→ **Source data**:
-----
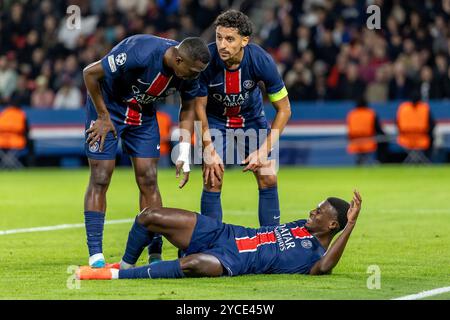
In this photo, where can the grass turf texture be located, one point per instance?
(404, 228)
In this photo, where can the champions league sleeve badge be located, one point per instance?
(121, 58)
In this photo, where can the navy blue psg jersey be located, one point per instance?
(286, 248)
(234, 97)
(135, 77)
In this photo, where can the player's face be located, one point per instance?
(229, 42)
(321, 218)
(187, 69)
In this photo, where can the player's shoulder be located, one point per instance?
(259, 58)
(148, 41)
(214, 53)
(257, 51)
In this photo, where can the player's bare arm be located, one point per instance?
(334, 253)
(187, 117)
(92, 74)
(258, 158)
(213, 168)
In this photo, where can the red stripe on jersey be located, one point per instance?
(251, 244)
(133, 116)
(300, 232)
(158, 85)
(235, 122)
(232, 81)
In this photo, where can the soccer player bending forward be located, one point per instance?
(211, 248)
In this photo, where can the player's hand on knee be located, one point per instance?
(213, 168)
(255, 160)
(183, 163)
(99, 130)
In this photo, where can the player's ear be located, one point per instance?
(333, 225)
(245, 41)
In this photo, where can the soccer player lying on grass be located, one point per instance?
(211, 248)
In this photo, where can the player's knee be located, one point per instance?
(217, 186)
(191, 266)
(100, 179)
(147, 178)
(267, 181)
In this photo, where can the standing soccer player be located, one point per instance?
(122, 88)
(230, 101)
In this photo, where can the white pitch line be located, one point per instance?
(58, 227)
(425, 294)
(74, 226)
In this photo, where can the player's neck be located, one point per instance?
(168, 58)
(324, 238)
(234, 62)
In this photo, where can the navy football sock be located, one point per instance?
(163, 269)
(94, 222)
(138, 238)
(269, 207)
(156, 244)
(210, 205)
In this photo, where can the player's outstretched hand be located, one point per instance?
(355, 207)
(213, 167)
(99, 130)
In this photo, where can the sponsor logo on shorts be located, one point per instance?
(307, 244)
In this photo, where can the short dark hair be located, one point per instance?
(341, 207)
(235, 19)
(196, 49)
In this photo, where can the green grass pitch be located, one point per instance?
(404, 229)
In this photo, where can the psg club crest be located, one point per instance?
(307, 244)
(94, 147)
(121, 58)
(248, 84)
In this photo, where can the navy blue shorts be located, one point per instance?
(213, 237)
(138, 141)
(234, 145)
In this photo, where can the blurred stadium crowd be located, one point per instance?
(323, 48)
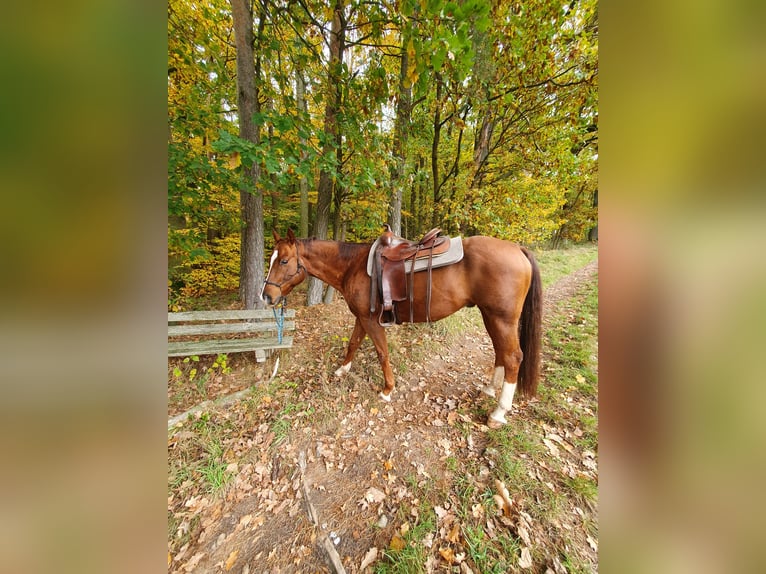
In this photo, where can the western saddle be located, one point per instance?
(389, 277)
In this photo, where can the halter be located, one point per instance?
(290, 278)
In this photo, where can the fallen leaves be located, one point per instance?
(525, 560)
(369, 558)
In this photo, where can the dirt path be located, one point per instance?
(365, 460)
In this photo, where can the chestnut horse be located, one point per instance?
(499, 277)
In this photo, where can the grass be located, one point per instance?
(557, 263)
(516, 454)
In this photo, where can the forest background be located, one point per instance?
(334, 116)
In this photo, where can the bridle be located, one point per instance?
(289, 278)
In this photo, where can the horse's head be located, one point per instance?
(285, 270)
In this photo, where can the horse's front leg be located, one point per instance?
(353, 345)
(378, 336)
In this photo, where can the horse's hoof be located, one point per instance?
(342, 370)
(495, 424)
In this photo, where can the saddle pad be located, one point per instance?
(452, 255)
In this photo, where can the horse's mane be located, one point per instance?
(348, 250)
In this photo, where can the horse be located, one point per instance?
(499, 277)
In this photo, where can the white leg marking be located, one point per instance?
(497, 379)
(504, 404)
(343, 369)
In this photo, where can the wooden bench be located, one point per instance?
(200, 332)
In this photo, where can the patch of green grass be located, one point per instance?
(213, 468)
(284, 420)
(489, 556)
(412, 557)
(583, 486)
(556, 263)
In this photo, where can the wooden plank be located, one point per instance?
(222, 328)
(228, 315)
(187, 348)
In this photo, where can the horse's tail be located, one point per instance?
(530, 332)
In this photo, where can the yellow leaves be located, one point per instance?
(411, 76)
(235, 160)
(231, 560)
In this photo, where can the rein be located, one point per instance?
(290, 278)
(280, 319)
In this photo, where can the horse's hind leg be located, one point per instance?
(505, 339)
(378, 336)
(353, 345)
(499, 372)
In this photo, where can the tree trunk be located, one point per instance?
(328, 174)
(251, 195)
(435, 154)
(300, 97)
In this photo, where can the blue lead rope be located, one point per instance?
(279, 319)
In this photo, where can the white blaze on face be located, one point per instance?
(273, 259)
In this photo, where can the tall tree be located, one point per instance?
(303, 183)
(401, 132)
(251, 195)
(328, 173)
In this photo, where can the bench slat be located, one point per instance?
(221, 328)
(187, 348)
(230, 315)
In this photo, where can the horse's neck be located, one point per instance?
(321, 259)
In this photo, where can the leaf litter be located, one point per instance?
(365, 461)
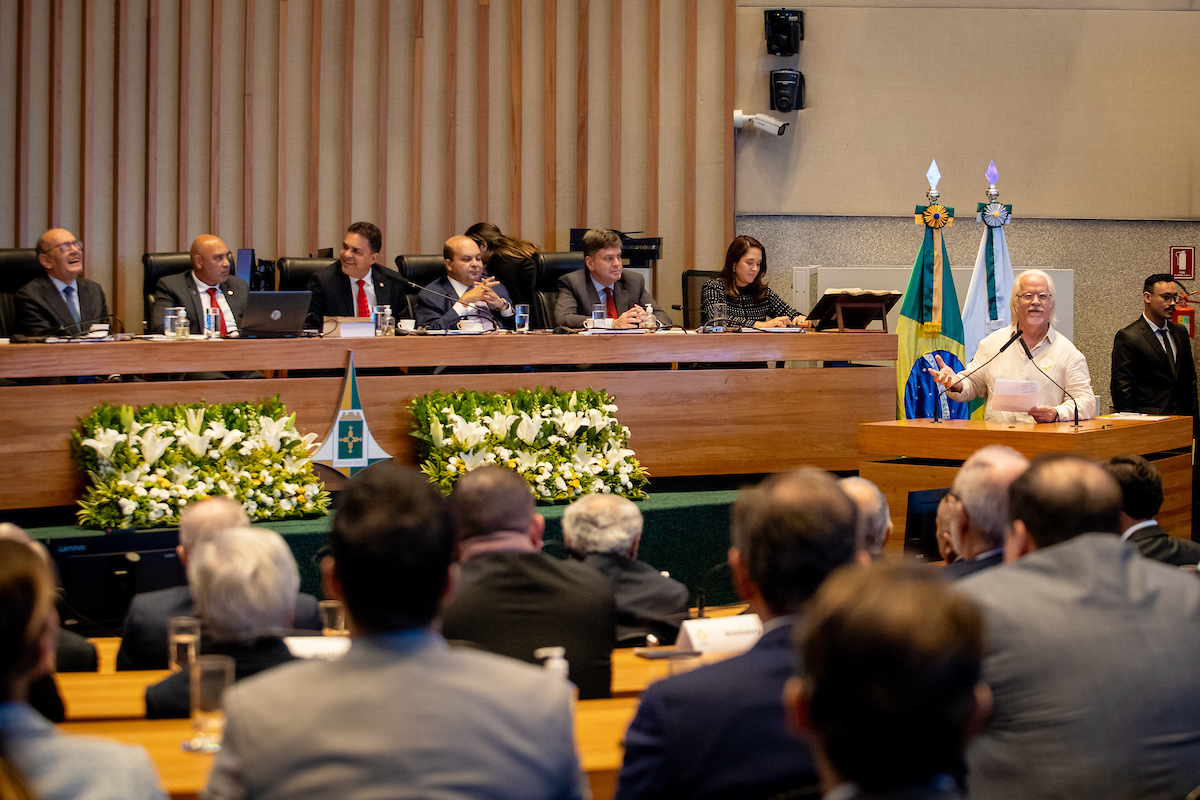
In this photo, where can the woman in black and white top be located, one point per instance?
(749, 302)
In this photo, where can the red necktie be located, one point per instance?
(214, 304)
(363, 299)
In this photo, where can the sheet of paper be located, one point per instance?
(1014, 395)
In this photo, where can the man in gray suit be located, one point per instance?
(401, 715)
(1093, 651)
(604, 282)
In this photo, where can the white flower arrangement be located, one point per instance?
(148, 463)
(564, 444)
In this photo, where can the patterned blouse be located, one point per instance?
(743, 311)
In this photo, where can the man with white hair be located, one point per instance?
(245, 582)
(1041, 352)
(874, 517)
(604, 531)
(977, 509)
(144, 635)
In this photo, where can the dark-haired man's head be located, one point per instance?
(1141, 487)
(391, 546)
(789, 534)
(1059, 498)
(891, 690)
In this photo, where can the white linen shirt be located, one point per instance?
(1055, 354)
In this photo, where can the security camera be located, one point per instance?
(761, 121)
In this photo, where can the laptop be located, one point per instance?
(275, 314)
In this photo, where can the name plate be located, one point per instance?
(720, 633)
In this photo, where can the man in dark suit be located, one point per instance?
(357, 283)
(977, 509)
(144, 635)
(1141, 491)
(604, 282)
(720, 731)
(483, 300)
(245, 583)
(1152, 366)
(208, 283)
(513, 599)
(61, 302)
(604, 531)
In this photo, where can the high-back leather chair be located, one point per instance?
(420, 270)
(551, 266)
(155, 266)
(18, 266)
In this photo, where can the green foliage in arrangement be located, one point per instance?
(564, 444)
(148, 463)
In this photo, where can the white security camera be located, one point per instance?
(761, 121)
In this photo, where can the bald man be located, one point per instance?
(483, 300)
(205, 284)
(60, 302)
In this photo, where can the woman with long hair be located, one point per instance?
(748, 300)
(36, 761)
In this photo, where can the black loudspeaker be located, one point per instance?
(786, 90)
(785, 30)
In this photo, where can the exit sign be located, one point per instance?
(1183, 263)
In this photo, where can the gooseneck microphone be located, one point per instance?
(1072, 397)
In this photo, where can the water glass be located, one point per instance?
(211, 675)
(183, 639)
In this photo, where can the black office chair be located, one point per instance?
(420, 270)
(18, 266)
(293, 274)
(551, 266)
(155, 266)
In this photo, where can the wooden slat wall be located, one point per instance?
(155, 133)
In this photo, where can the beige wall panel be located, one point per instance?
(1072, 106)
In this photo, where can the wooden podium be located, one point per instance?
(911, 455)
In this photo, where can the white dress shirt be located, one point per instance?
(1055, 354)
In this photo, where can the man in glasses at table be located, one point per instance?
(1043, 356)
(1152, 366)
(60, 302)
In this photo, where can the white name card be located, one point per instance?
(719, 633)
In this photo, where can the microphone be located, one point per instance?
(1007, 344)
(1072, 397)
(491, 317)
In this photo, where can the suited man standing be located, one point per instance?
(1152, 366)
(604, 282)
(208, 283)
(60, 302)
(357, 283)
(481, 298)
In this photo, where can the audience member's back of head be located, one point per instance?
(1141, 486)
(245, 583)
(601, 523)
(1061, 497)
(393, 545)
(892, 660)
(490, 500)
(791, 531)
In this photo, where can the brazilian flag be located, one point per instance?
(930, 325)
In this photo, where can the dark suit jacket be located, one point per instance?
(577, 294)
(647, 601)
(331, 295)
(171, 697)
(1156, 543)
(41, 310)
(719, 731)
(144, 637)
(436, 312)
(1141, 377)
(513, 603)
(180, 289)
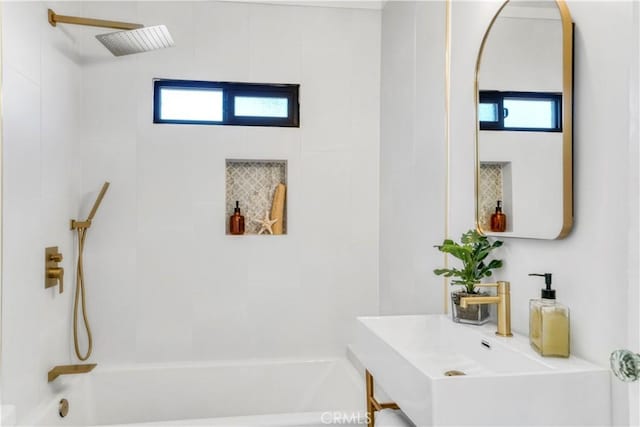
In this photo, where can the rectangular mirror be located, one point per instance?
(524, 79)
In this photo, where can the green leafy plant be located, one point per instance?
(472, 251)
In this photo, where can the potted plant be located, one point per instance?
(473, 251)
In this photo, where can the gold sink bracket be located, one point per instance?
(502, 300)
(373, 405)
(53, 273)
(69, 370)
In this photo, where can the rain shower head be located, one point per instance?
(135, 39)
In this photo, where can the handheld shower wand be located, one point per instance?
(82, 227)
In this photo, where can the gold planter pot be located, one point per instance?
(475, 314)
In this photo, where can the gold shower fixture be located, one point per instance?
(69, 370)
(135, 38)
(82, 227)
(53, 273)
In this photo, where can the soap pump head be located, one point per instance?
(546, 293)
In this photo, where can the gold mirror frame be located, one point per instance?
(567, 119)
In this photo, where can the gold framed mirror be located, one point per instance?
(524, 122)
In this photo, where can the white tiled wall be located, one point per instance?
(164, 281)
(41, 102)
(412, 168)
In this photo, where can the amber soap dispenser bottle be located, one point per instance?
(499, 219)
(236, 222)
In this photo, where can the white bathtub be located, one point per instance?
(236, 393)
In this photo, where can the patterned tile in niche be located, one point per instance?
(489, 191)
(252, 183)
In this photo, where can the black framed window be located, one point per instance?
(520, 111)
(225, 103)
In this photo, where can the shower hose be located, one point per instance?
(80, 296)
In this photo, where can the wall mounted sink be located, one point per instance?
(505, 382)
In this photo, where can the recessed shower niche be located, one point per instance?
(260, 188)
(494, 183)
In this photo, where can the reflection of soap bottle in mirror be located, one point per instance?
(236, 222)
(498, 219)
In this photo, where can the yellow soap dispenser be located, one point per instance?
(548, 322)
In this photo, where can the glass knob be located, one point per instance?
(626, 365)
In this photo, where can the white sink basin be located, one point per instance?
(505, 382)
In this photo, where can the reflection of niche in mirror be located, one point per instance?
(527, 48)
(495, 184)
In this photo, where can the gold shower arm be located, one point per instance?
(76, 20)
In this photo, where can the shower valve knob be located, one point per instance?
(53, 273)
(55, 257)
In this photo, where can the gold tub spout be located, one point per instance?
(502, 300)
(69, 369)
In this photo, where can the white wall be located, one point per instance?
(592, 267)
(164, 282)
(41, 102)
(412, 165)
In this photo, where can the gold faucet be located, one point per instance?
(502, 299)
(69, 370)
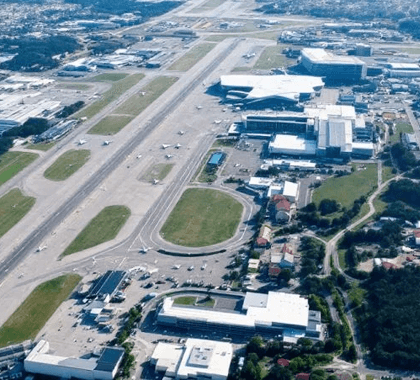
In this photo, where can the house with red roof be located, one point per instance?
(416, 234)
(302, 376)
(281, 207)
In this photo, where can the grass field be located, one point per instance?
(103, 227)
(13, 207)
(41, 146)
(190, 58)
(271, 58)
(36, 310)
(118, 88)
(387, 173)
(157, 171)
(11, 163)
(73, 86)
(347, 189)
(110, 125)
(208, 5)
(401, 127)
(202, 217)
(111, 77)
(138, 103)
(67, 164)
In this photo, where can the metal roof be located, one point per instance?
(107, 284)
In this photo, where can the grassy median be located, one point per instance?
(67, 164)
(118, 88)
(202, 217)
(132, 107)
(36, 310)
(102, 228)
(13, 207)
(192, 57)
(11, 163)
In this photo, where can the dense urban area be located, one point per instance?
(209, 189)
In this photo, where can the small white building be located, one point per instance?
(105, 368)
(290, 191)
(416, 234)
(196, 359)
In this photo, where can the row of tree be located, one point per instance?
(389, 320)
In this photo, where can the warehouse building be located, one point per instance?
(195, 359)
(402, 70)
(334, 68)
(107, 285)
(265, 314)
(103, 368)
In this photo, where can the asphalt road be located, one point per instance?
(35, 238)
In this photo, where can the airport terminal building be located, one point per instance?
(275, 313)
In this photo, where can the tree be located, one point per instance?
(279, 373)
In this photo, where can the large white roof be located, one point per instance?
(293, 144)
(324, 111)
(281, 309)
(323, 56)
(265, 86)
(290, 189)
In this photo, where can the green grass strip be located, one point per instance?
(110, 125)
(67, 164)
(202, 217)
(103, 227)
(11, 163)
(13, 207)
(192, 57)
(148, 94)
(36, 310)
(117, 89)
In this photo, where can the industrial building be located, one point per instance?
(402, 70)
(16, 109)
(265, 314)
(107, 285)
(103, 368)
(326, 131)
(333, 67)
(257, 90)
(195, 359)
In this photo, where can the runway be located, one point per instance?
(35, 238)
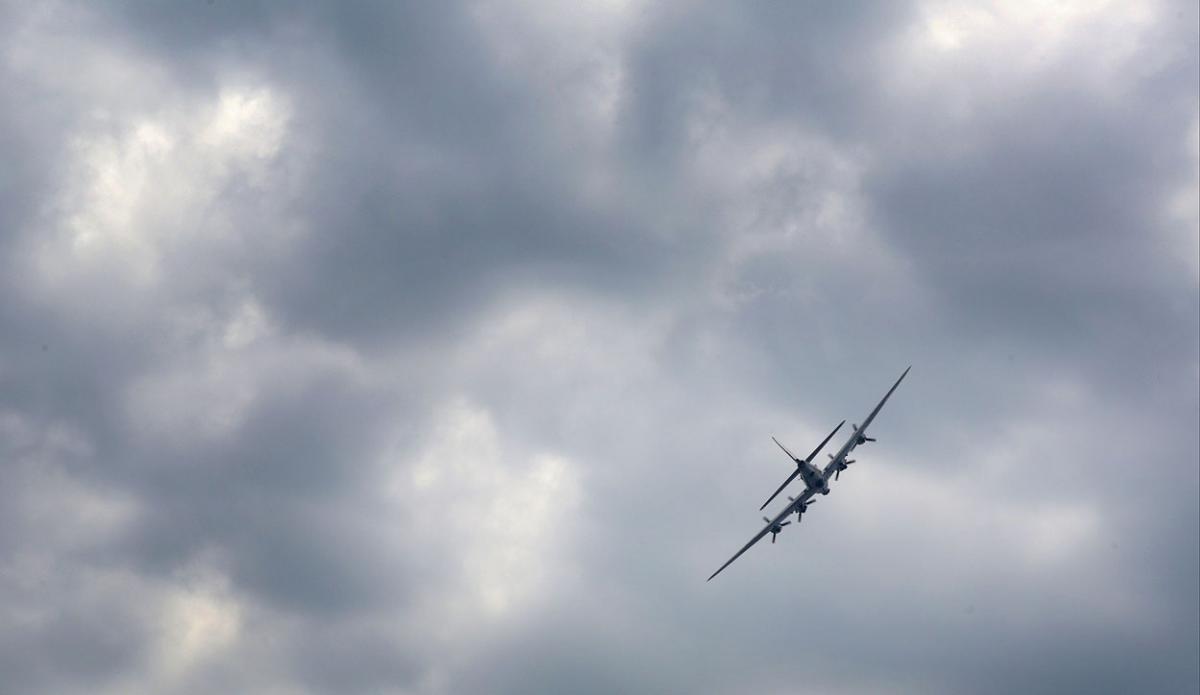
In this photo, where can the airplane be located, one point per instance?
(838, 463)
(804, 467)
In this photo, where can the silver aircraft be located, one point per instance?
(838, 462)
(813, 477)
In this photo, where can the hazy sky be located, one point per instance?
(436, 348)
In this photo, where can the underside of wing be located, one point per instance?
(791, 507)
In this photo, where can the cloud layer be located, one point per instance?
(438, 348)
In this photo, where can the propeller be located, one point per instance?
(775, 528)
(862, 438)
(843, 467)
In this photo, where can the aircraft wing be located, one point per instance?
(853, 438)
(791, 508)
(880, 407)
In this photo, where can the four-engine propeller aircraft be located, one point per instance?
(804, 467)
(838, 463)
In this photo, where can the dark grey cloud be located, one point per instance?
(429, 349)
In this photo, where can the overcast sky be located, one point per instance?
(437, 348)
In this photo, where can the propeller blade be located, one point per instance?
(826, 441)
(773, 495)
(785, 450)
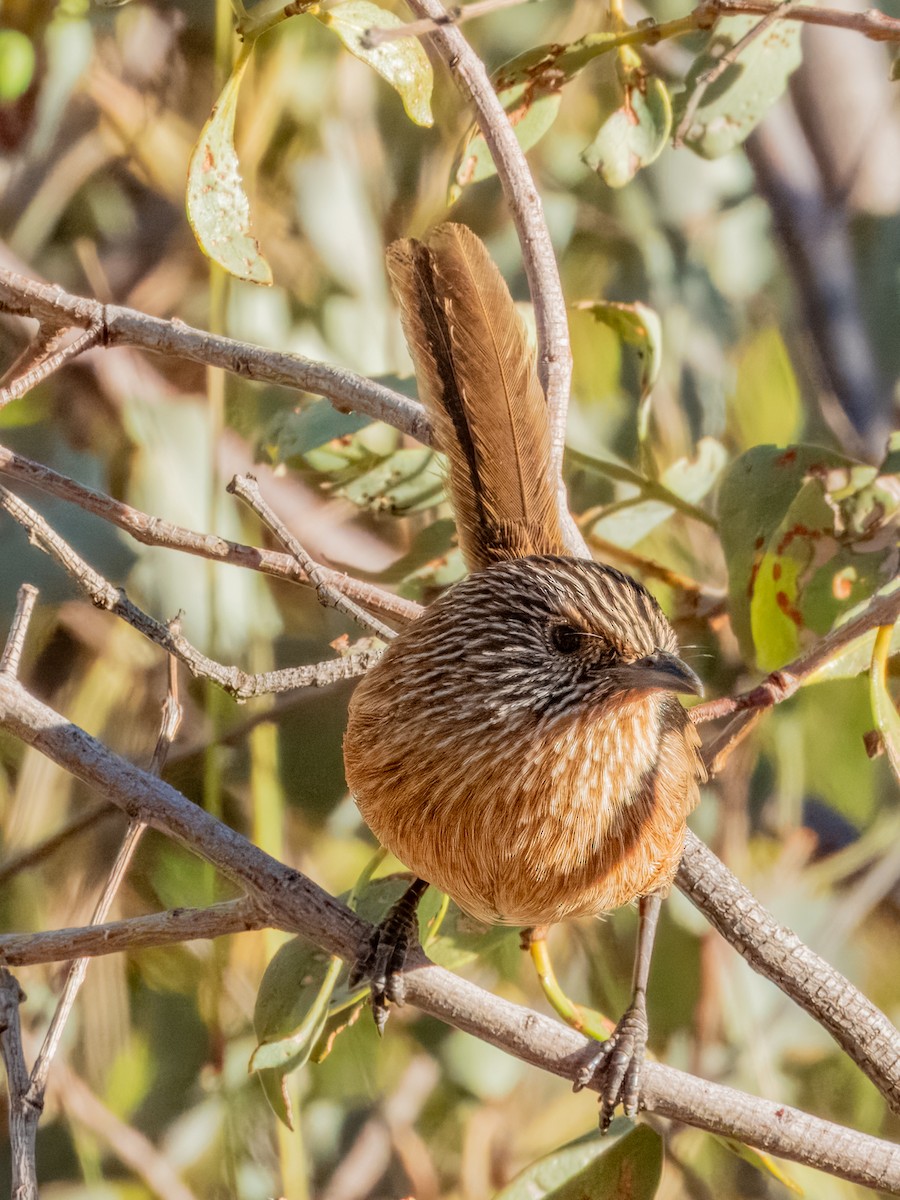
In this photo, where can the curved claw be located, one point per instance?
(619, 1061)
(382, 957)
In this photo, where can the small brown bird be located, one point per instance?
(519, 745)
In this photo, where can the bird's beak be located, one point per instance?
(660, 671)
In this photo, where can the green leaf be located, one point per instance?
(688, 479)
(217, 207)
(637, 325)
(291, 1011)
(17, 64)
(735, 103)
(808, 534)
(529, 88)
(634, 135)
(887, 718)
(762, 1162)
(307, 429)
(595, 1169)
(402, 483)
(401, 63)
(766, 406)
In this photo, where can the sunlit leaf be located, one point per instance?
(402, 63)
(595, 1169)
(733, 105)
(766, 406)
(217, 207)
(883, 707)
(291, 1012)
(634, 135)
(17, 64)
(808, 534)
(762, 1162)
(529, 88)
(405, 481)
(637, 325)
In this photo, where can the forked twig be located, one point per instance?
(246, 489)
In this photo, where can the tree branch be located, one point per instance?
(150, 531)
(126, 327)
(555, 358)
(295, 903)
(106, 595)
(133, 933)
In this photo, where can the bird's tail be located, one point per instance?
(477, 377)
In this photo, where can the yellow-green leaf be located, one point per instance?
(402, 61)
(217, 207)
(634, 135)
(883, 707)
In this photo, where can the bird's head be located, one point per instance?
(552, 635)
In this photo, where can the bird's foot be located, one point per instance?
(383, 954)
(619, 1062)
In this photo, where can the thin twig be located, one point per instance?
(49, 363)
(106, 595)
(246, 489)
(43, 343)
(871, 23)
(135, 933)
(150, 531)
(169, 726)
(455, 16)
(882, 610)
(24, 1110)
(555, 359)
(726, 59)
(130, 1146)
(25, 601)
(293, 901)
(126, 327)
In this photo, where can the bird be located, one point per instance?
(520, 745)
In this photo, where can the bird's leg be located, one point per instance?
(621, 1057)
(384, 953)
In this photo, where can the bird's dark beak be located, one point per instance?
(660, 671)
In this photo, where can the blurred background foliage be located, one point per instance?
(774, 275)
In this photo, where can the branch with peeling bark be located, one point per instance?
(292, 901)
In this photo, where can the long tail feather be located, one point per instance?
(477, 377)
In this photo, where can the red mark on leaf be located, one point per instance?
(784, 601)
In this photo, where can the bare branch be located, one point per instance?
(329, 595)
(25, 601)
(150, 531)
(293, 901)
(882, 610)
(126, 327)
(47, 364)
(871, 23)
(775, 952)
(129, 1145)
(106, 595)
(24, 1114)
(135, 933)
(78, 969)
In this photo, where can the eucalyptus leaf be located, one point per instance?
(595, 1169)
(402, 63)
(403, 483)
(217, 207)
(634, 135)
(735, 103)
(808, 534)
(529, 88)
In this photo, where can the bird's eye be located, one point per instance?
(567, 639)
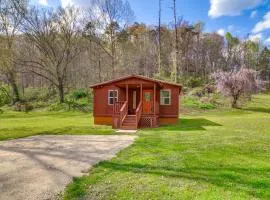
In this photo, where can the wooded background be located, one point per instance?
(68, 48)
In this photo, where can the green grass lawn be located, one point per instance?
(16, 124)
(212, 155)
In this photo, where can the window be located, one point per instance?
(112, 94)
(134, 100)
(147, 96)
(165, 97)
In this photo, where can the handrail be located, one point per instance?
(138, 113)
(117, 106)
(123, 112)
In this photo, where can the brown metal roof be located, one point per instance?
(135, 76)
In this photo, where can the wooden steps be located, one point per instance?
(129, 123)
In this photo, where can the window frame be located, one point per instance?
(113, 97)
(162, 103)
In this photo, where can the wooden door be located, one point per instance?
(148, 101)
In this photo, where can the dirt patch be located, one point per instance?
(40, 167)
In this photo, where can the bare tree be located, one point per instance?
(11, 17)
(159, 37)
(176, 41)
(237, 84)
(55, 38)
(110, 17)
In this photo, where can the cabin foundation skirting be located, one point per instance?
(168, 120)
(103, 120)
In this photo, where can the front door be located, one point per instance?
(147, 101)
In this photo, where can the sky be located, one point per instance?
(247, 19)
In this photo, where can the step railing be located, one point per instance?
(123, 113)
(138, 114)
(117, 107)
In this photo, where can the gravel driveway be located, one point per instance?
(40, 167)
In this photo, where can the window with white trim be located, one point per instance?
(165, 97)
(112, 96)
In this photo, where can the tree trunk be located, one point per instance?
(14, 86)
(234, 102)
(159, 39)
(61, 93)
-----
→ **What to produce**: Every line from the one containing "In this photo, where can the cabin" through the end of the data must be repeated exactly, and no other line.

→ **Final result**:
In this photo, where can the cabin foundation skirting be located, one point per instance?
(168, 120)
(103, 120)
In this photo, where can the front door be located, one point per instance?
(147, 101)
In this photo, where can the sky be located, one point per instance?
(247, 19)
In this photo, where can the step railing be located, one point per instance?
(123, 113)
(138, 114)
(117, 107)
In this photo, where can the gravel driveway be located, one point per instance?
(40, 167)
In this photo, where can the window with white trim be located, one point per instance?
(165, 97)
(112, 96)
In this photo, where can the tree trunk be located, one point per instance?
(14, 86)
(234, 102)
(159, 39)
(61, 93)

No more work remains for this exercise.